In the living room of a humble apartment unit at a low-cost housing area in the city, a couple sit side by side on the shabby sofa, recalling the death of their child several years ago.
The little girl was by herself at the time – her father had gone to work and her mother was settling her older sister at school.
Alone in the apartment, she fell to her death from one of the open windows.
Today, her parents continue to grieve their loss. But as they speak about their daughter and the way in which she died, there is also an air of fear and concern overhead.
It is a struggle for the mother to admit that she cannot afford a babysitter to take care of her children while she and her husband are away from home.
Whenever she takes the older children to school, or runs out to buy food, the younger ones wait for her return alone. She cannot take them with her as she goes out on foot – there is no money for a car.
She has tried asking her neighbours to keep an eye on them while she is gone, although she does not have the money to pay them for their time and trouble.

——

= Task list =
1. In the passage about the grieving couple, what was the mother doing when their young daughter fell?
2. Continue the passage about the grieving couple from its last sentence.

——

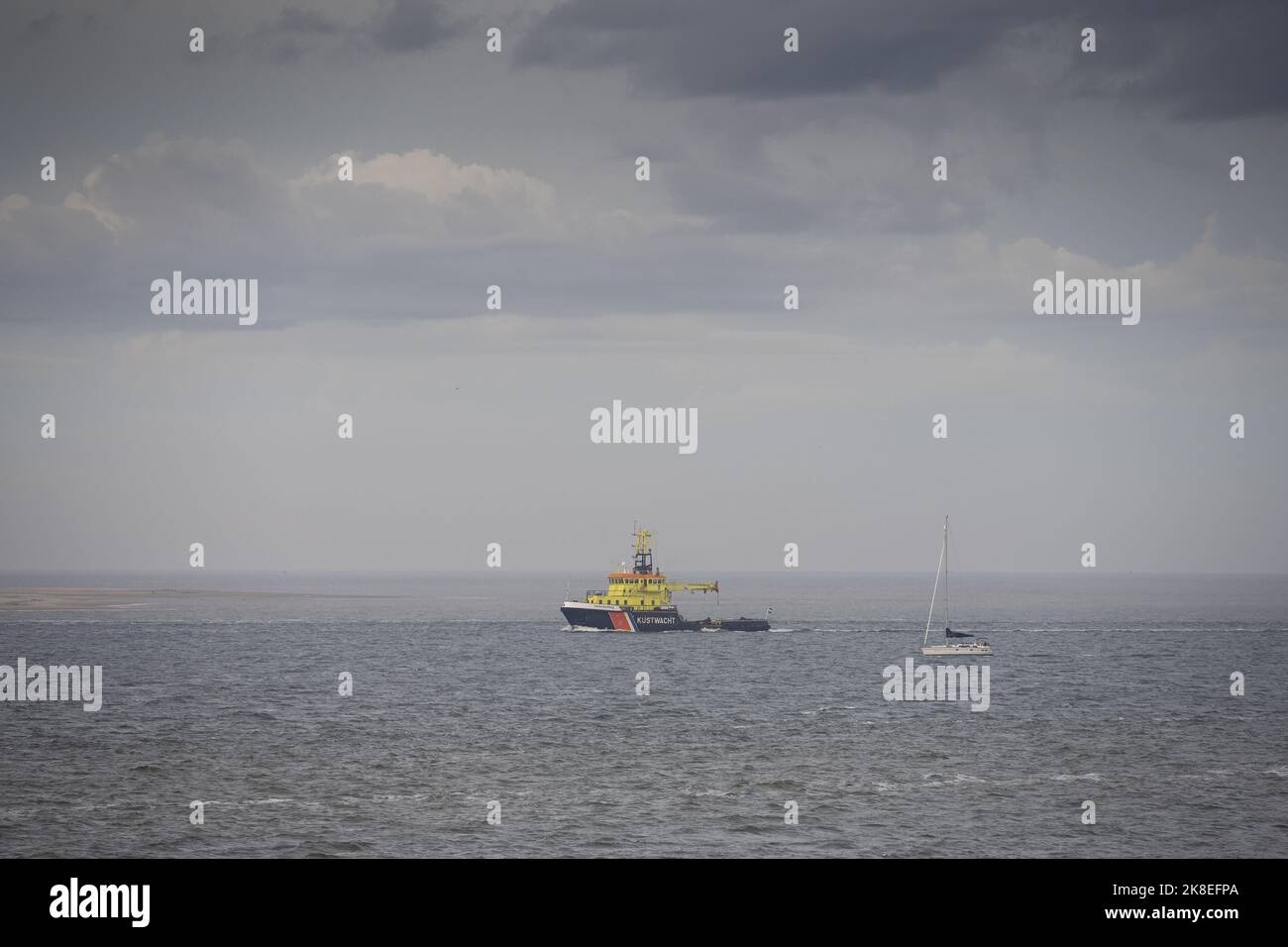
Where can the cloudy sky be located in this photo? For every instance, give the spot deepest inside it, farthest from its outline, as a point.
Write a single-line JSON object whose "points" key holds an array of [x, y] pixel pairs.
{"points": [[518, 169]]}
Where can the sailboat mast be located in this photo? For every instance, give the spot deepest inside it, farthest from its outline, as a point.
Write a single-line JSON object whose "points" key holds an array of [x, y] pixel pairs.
{"points": [[931, 616]]}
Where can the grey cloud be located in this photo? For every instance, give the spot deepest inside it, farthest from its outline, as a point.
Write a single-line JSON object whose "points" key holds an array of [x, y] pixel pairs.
{"points": [[407, 26], [1199, 59]]}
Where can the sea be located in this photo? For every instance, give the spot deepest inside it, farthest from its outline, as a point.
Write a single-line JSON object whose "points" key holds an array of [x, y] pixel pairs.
{"points": [[1127, 715]]}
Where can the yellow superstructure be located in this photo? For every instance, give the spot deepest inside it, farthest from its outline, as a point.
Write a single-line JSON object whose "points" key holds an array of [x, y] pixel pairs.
{"points": [[644, 587]]}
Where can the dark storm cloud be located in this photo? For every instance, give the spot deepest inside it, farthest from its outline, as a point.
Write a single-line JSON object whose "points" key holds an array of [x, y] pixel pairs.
{"points": [[410, 26], [1198, 59], [681, 48], [40, 26], [296, 21]]}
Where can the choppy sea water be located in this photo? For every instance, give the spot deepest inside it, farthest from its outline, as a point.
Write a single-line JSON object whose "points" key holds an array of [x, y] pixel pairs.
{"points": [[469, 688]]}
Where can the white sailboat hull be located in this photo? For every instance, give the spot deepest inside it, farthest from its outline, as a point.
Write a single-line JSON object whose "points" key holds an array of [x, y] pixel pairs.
{"points": [[956, 650]]}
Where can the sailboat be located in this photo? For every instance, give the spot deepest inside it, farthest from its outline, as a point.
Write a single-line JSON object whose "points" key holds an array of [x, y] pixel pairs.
{"points": [[949, 648]]}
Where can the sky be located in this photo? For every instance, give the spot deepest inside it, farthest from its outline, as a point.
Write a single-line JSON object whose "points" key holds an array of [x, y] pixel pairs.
{"points": [[518, 169]]}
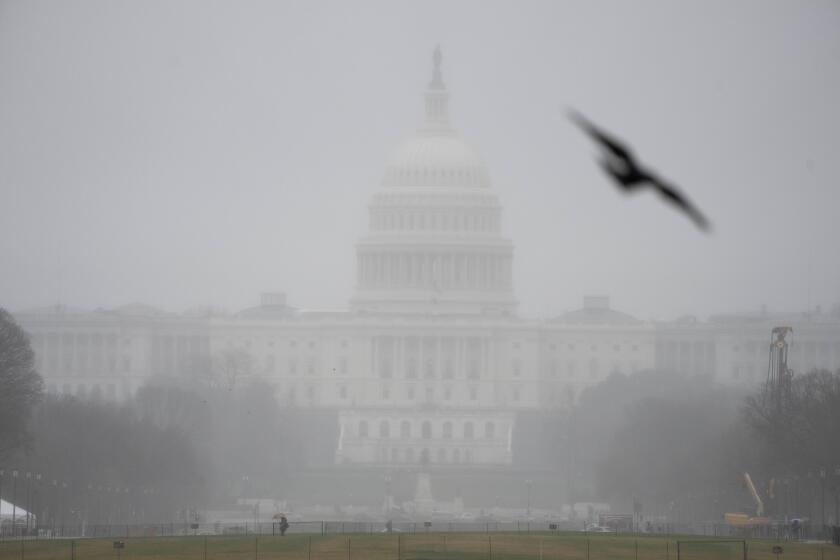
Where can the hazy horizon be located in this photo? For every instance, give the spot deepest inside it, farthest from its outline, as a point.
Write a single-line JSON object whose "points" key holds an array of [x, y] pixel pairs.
{"points": [[187, 154]]}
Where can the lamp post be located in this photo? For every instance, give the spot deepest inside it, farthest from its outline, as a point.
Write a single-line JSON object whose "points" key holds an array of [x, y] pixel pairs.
{"points": [[28, 500], [36, 504], [14, 499], [822, 517], [528, 484], [54, 502], [2, 474]]}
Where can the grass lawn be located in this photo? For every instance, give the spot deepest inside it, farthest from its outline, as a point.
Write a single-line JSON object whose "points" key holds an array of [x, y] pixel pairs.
{"points": [[433, 546]]}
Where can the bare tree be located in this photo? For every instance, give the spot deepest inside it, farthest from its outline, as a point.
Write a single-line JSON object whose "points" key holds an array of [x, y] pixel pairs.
{"points": [[20, 385]]}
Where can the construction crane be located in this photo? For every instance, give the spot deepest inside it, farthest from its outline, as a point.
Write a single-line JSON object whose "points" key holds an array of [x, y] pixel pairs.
{"points": [[779, 376], [775, 397]]}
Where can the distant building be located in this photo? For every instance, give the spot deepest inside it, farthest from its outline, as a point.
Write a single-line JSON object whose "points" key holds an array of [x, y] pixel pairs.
{"points": [[430, 365]]}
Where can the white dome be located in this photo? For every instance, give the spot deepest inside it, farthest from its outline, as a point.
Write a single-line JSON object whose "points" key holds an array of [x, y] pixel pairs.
{"points": [[435, 158]]}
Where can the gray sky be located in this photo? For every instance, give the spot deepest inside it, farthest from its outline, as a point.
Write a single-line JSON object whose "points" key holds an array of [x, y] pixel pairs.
{"points": [[190, 153]]}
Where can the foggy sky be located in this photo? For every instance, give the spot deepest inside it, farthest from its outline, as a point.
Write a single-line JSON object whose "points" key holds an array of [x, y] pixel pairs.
{"points": [[193, 153]]}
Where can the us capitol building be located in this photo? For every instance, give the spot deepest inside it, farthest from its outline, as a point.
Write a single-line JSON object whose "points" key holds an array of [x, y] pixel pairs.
{"points": [[430, 364]]}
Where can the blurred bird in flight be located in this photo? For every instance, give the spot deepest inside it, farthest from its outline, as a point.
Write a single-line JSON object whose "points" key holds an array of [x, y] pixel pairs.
{"points": [[619, 163]]}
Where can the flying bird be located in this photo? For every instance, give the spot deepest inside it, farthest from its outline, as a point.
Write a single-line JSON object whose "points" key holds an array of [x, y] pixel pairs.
{"points": [[619, 163]]}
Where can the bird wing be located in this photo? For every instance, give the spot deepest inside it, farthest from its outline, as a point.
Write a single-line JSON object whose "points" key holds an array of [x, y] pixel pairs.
{"points": [[610, 143], [674, 197]]}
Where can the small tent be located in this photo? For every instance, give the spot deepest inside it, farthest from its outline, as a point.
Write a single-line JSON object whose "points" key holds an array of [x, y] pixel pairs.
{"points": [[7, 509]]}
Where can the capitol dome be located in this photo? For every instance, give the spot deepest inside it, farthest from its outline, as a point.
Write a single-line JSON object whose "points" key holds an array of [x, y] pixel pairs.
{"points": [[435, 157], [434, 243]]}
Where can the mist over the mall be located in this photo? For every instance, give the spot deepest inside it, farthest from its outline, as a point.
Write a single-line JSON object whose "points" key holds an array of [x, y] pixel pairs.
{"points": [[353, 262]]}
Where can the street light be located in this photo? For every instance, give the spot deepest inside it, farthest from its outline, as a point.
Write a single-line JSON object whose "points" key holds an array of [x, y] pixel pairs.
{"points": [[14, 499], [28, 499], [37, 521], [528, 484]]}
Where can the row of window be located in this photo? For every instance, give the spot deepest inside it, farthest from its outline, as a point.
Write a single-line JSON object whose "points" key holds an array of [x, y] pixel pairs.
{"points": [[426, 431], [410, 221], [407, 455]]}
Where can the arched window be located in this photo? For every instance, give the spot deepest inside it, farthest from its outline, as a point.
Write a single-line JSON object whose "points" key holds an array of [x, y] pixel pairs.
{"points": [[427, 429]]}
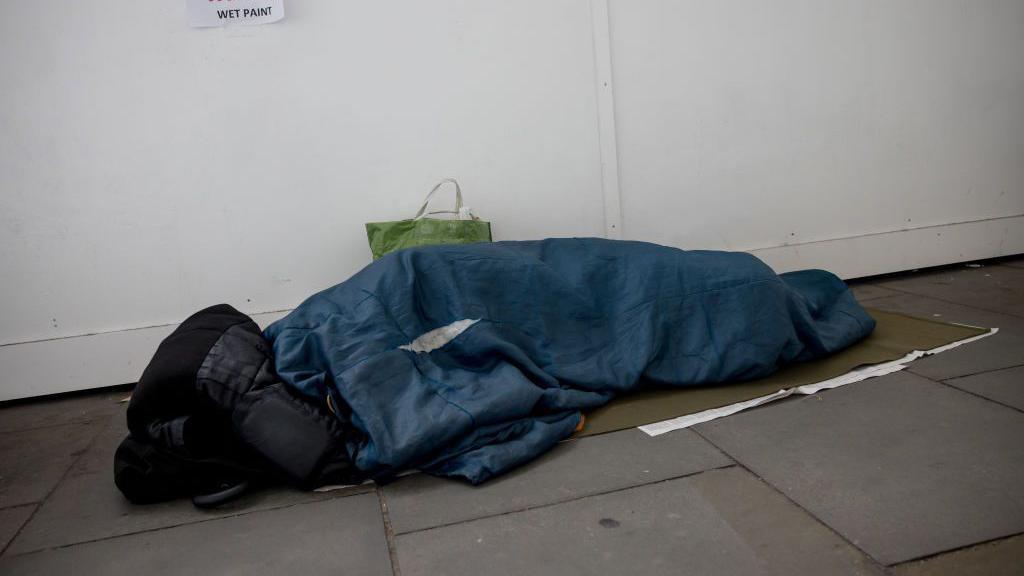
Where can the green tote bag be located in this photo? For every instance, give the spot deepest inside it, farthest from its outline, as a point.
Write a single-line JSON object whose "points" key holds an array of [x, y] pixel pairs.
{"points": [[421, 231]]}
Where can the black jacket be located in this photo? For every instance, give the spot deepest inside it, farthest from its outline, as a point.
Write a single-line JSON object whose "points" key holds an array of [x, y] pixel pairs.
{"points": [[209, 412]]}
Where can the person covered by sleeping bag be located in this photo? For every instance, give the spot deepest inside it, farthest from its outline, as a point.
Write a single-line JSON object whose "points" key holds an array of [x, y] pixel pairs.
{"points": [[467, 361]]}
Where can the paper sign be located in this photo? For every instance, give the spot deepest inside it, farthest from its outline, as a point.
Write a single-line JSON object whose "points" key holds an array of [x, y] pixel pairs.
{"points": [[232, 12]]}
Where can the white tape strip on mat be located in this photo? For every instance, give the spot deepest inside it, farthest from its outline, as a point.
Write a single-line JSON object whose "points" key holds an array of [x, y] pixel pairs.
{"points": [[854, 375]]}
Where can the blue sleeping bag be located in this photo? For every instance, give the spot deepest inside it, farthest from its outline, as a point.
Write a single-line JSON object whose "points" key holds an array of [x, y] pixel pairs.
{"points": [[537, 332]]}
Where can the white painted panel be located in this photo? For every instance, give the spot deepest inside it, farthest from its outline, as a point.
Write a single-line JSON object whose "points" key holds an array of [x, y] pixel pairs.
{"points": [[747, 125], [148, 169], [90, 361]]}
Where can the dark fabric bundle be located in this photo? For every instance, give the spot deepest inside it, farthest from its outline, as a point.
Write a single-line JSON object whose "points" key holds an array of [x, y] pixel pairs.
{"points": [[468, 361], [209, 415]]}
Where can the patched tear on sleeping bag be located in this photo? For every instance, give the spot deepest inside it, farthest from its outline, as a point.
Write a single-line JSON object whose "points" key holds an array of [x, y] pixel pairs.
{"points": [[471, 360]]}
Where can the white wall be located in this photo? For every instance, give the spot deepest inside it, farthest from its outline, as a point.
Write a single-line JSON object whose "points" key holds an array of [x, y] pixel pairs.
{"points": [[148, 169], [812, 132]]}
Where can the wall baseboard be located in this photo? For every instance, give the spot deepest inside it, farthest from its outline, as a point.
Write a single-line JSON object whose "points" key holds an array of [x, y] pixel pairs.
{"points": [[876, 253], [92, 361]]}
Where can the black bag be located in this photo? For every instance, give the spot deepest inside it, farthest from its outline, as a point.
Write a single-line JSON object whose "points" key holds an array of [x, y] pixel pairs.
{"points": [[209, 416]]}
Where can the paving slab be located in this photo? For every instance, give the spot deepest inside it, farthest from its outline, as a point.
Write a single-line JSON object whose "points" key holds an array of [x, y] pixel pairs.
{"points": [[864, 291], [571, 469], [11, 521], [1005, 350], [1003, 558], [1006, 385], [88, 506], [35, 460], [80, 408], [339, 536], [721, 522], [990, 287], [903, 467]]}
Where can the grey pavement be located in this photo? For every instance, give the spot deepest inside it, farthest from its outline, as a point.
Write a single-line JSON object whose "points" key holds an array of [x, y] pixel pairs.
{"points": [[919, 472]]}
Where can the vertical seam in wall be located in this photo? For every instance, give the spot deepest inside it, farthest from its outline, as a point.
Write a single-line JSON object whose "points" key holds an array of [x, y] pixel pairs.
{"points": [[601, 34]]}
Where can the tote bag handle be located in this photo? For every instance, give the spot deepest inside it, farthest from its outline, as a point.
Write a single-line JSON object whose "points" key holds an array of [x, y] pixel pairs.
{"points": [[458, 200]]}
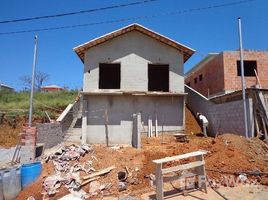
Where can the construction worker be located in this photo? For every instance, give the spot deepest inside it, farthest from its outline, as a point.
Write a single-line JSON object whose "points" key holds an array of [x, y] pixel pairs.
{"points": [[203, 120]]}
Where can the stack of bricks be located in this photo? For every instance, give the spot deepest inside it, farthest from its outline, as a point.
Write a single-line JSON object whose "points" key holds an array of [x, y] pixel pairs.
{"points": [[28, 144]]}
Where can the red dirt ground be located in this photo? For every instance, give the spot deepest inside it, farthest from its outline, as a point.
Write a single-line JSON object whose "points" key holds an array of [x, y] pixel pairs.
{"points": [[234, 156], [228, 152]]}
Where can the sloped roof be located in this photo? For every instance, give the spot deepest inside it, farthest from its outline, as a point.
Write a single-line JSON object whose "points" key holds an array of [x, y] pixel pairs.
{"points": [[186, 51], [199, 65]]}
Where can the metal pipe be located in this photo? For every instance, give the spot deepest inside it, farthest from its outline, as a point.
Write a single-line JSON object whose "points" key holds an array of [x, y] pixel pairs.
{"points": [[242, 77], [33, 80]]}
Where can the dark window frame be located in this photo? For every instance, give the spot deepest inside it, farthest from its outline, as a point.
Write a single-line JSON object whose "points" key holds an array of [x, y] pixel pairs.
{"points": [[200, 77], [109, 75]]}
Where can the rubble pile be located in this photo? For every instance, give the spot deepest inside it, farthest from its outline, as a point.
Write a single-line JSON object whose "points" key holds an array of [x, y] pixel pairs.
{"points": [[67, 171]]}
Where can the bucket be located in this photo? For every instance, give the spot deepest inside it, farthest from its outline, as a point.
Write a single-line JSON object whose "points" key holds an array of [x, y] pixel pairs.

——

= Answer set =
1. She was settling the girl's older sister at school.

2.
But busy with their own affairs, they grew increasingly surly about her requests, and soon, she learnt to stop asking for help.
The father, meanwhile, says he must work harder to give his family a better life.
“I need to make sure that none of my other children die like this,” he says.
Child poverty
In Malaysia, the national mean poverty line income is RM2,208 for households and RM1,169 per household for the hardcore poor.
The World Bank estimates that some 5.6% of Malaysian households are currently living in absolute poverty.
But the issue of child poverty – the state of children living in poverty including children from poor families and orphans being raised with limited or no state resources – is a less widespread subject.
According to economist Mohd Afzanizam Abdul Rashid, there is no accurate data to define child poverty in Malaysia.
Nevertheless, he said, the issue exists and can be seen in the lifestyle, income and state of households which he described as an ever-growing dimension of poverty.
“How big the problem is exactly, I cannot say without concrete data. But anecdotal evidence shows that it does occur,” he said, adding that a comprehensive policy will be needed to solve it in urban and rural settings alike.
Education and nutrition
Afzanizam of Bank Islam said child poverty is closely linked to other issues including poor nutrition, a lag in studies, lack of access to the devices needed for online classes, and period poverty.
For him, the best weapon against it is education.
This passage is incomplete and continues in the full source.